Problem requirements:
Extend the write-up on engineering baking yeast to fluoresce, continuing on from its final sentence.

===== Source document

Engineering Baking Yeast to Fluoresce
The Engineering Baking Yeast to Fluoresce experiment determines yeast’s ability to accept the Green Fluorescent Protein (a gene from jellyfish that enables them them to fluoresce) and fluoresce in response to black or blue light. Synthetic biology and genetic design were fundamental assets in understanding and performing the insertion of foreign DNA into yeast and outlining the experimental procedure knowing the biological components involved in both organisms. In order to successfully complete this project, it was imperative to have a volume adjustable pipette, nitrile gloves, pipette tips, petri plates, inoculation loops, sterile water, YPD agar with and without G418, yeast, UV filter film, centrifuge tubes, and a glass bottle. Through the course of the lab, sterility was most pertinent in preventing contamination and spearheading the accuracy of the experimental results — especially since the lab was performed in a non-sterile environment (in a house). The yeast did glow as a result of the Green Fluorescent Protein (GFP).

==========
===== Dataset entries

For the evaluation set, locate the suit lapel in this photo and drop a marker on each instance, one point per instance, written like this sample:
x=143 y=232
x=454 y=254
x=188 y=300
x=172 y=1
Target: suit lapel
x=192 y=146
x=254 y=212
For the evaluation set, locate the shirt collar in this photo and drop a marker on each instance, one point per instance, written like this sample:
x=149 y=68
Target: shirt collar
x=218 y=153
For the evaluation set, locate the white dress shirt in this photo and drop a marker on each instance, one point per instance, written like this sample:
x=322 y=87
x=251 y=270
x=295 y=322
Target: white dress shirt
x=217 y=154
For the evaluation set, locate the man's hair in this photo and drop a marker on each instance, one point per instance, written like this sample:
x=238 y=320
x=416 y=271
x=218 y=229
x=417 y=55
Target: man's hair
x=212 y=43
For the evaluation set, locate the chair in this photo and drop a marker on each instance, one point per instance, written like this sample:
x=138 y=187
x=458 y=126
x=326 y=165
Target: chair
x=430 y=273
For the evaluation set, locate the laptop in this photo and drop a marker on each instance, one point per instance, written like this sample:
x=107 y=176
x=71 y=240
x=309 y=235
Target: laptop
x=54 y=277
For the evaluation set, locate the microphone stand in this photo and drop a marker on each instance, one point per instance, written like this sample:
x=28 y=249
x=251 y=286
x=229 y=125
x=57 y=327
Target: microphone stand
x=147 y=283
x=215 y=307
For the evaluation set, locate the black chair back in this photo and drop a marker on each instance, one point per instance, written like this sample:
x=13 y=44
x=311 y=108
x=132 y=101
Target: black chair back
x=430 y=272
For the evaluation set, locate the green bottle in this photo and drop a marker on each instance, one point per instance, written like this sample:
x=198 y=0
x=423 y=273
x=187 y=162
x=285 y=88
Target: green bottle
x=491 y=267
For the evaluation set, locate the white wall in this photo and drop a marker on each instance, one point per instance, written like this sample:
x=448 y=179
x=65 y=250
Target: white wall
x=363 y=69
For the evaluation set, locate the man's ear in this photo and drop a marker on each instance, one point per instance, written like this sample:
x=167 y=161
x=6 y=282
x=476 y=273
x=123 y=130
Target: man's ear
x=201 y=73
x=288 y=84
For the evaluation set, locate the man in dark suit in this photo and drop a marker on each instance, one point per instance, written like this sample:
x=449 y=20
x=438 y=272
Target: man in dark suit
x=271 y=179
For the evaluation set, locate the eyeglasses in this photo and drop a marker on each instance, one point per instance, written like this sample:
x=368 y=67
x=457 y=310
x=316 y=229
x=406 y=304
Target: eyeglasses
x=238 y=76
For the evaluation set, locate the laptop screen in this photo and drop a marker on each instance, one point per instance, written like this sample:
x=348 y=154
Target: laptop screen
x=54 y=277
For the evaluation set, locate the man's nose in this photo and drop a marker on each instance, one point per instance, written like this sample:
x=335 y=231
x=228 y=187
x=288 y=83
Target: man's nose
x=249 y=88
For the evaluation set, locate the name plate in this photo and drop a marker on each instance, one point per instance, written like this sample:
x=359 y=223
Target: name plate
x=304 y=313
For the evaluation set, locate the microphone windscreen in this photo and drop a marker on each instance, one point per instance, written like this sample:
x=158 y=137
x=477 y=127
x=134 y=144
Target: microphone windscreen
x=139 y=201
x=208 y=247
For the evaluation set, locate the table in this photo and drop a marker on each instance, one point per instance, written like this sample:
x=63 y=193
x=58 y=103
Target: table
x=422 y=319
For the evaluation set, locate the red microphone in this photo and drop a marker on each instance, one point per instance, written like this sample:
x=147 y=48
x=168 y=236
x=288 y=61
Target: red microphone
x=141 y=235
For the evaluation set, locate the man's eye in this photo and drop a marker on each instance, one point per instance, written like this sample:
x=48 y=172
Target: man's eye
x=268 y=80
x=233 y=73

==========

Response area:
In this lab, the goal was to make yeast fluoresce as a result of inserting GFP. The major elements in this experiment included 1) maintaining sterility 2) ensuring accuracy 3) following protocol and 4) being knowledgable about how to perform the experimental procedure. In maintaining sterility, replacing nitrile gloves every few hours, or after handling different fluids, can prevent contamination of ingredients. This is hand-in-hand with ensuring accuracy since accuracy is maintained through sterility and determines the learnings of the experiment. Without ensured accuracy, the lab is deemed insignificant in its findings. Following protocol drives the experiment by standardizing what’s necessary to achieve the end result. Knowledge about how to perform the experiment streamlines the entire procedure of the experiment.
The purpose of this experiment was to determine whether the GFP gene in jellyfish can produce a similar fluorescing effect when inserted in yeast.
If a GFP gene is inserted into yeast, then the yeast should glow, or fluoresce, in response to black or blue light because the effects of the gene in jellyfish are being implemented in the genome of yeast by leveraging synthetic biology.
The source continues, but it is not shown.